:: Trecho selecionado

Me chamo Pietro, sou Barcarenense, que fica no interior, em uma ilha próxima de Belém, a capital do Pará. Atualmente eu moro em Belém, há uns 6 anos já. Saí da casa de minha mãe com 18 e vim me aventurar na cidade grande. 

O interior é muito pequeno pra gente que vive da arte, então eu vim pra capital pra tentar ter uma vida estável financeiramente, correr atrás das minhas coisas. Só que antes de chegar nessa conclusão eu passei muito tempo da minha vida indo e voltando da capital, 1h de lancha pra lá e pra cá.

::::

# Tarefa 1
Responda com base no relato de Pietro:
(a) Há quanto tempo Pietro mora em Belém?
(b) Com que idade Pietro saiu da casa da mãe?
(c) Quanto tempo durava o trajeto de lancha entre o interior e a capital?
# Tarefa 2
Extraia do relato de Pietro o trecho entre "Me chamo Pietro, sou" e "na cidade grande.", inclusive.
# Tarefa 3
Liste todos os números escritos em algarismos no relato de Pietro, cada um com a expressão em que aparece.

:: Registros exibidos

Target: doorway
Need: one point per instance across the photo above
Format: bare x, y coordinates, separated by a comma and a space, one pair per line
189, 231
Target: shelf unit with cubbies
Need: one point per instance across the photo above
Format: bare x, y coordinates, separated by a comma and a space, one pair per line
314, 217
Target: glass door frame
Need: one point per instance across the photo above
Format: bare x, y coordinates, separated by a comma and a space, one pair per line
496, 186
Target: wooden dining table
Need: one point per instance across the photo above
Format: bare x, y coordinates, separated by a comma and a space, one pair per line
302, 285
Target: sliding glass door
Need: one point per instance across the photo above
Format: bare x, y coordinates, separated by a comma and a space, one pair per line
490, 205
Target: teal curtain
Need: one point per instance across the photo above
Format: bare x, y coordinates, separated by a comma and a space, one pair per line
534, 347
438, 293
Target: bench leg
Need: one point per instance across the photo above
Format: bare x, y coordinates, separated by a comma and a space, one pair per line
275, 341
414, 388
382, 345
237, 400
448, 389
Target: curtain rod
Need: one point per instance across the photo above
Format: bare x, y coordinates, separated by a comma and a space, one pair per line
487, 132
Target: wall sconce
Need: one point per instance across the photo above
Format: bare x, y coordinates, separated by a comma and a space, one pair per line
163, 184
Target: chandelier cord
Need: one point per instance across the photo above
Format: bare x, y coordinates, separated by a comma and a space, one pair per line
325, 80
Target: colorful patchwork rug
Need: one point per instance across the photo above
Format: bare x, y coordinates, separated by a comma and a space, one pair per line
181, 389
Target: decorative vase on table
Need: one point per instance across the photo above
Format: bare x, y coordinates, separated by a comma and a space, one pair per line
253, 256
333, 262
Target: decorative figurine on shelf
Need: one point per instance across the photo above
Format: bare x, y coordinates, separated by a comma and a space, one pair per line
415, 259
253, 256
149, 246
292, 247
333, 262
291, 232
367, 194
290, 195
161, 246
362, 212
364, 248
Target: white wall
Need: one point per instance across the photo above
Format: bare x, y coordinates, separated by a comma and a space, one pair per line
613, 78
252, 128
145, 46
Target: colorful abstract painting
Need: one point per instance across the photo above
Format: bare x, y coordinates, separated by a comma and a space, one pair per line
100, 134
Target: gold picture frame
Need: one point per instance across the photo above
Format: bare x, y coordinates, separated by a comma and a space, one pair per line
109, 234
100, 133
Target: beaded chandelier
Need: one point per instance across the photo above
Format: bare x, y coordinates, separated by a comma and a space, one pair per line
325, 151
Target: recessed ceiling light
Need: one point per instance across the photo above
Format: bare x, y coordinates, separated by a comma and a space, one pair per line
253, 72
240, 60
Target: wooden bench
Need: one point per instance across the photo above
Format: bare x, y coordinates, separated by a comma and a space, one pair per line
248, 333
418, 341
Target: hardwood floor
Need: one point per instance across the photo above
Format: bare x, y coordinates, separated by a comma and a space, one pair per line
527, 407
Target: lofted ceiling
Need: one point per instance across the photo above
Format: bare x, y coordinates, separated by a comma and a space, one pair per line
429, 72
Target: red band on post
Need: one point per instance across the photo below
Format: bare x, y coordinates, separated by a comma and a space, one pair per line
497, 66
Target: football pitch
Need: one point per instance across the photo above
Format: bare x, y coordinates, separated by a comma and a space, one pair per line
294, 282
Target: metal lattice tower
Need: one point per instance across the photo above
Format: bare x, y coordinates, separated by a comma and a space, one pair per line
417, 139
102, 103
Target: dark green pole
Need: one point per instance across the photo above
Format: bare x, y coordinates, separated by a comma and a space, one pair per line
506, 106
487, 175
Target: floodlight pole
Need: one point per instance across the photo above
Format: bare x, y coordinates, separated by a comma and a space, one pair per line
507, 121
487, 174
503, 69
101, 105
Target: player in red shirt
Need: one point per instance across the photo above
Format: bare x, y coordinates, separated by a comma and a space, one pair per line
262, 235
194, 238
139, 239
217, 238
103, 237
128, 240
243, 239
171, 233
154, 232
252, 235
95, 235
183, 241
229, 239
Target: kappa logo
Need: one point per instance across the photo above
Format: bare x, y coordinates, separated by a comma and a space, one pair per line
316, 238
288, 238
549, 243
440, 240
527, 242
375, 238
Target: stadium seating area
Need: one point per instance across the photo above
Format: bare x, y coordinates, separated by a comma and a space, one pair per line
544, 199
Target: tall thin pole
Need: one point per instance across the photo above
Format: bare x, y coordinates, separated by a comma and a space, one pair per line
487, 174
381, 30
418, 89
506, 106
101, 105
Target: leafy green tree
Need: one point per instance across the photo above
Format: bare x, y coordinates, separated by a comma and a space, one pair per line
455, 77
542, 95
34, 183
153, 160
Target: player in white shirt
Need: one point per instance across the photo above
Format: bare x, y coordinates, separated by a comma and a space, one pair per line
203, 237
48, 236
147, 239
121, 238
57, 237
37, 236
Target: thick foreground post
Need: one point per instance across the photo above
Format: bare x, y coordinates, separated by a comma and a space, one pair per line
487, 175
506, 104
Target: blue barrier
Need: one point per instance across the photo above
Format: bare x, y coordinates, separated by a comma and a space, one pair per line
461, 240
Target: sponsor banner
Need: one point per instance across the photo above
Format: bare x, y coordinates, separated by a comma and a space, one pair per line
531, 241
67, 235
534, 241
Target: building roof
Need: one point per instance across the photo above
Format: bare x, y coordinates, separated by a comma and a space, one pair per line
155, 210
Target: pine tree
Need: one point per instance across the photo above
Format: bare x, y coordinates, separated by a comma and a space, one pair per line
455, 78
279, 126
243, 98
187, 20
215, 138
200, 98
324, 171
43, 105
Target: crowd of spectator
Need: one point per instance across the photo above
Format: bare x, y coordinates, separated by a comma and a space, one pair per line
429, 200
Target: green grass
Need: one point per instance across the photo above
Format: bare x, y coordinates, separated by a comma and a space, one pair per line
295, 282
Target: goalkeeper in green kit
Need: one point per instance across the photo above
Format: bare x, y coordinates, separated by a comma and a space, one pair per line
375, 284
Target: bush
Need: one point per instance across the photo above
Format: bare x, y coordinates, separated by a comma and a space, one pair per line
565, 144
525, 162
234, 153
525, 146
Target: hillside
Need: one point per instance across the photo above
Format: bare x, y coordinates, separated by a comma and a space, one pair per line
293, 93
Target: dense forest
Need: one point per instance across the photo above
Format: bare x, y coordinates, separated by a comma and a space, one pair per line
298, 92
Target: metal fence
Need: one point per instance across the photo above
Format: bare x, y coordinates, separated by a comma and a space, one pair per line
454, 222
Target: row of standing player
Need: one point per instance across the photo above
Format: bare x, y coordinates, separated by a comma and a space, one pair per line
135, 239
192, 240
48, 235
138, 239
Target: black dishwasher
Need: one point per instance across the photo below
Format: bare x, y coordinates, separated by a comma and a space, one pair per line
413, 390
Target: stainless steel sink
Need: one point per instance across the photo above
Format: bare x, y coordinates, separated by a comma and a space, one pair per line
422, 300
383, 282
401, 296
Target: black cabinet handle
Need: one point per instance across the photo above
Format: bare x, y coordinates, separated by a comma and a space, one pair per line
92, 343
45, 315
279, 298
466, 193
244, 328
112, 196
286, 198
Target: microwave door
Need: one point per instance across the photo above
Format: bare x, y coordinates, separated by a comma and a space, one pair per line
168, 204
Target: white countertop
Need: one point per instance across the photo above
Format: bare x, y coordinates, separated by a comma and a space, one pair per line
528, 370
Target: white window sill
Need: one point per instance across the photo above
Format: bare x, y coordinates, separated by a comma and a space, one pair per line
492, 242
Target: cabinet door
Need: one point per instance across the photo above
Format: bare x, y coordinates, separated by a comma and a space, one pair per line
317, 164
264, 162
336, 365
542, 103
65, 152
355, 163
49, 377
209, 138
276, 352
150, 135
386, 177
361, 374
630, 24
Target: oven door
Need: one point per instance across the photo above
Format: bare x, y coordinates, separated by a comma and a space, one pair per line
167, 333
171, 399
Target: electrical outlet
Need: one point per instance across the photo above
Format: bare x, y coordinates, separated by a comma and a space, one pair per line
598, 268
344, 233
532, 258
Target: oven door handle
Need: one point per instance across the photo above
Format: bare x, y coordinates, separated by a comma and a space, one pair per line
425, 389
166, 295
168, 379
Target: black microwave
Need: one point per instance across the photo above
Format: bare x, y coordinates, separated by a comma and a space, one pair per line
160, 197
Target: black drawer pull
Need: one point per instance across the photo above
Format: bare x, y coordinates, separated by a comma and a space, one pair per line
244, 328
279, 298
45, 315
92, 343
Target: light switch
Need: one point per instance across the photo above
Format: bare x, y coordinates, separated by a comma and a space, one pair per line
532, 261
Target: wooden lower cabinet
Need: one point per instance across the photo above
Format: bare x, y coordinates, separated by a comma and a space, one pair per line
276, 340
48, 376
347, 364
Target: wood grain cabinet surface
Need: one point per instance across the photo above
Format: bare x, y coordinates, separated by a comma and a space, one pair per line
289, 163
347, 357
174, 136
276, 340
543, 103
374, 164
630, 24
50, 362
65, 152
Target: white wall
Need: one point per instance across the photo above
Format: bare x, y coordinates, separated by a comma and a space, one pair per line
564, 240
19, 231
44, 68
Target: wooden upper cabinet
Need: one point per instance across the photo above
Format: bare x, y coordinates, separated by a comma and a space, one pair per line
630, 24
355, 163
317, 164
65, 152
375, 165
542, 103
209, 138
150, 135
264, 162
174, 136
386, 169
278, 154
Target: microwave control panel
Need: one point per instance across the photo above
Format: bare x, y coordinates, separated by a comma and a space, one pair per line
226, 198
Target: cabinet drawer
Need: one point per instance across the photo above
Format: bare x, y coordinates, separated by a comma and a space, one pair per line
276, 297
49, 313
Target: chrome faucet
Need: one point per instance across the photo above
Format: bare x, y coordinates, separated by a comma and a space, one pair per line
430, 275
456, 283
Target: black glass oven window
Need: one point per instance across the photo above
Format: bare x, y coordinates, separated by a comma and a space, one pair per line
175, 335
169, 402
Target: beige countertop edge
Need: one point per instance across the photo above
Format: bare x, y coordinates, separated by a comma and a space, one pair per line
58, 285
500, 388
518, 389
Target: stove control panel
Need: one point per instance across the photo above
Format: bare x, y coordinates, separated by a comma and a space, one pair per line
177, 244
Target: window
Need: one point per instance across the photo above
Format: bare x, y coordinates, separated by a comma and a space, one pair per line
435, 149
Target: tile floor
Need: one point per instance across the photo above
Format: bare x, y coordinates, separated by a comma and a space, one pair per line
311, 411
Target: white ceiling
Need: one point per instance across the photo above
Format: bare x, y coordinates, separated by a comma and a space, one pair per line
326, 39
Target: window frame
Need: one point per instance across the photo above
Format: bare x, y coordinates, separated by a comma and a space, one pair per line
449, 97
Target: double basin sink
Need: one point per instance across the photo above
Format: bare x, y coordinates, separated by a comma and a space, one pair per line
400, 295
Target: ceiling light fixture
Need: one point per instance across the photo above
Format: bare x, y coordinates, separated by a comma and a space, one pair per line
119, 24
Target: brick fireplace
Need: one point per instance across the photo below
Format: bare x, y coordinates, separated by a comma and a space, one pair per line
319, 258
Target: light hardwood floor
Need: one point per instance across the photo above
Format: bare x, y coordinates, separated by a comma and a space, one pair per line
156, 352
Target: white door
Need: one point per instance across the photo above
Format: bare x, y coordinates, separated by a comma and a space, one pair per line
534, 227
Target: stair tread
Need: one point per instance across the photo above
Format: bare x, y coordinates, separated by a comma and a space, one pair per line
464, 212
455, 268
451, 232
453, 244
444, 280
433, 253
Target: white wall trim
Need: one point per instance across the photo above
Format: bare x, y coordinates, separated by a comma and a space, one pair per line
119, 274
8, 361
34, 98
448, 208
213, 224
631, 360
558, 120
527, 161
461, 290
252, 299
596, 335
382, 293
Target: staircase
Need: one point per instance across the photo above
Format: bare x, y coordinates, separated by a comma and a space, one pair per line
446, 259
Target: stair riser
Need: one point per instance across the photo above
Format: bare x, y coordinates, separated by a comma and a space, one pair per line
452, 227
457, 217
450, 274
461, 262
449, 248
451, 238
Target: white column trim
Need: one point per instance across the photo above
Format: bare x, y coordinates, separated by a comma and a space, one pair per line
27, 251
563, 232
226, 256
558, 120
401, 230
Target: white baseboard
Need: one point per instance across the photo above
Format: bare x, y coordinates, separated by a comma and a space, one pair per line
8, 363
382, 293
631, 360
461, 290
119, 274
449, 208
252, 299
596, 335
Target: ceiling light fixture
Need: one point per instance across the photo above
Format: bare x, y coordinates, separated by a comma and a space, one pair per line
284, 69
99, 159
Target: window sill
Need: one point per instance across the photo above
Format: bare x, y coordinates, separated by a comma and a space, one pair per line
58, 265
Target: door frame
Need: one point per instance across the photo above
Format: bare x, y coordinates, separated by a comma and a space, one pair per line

::::

# Resposta esperada 1
(a) Há uns 6 anos.
(b) Com 18 anos.
(c) 1h.

# Resposta esperada 2
Me chamo Pietro, sou Barcarenense, que fica no interior, em uma ilha próxima de Belém, a capital do Pará. Atualmente eu moro em Belém, há uns 6 anos já. Saí da casa de minha mãe com 18 e vim me aventurar na cidade grande.

# Resposta esperada 3
6: "há uns 6 anos já"
18: "Saí da casa de minha mãe com 18"
1: "1h de lancha pra lá e pra cá"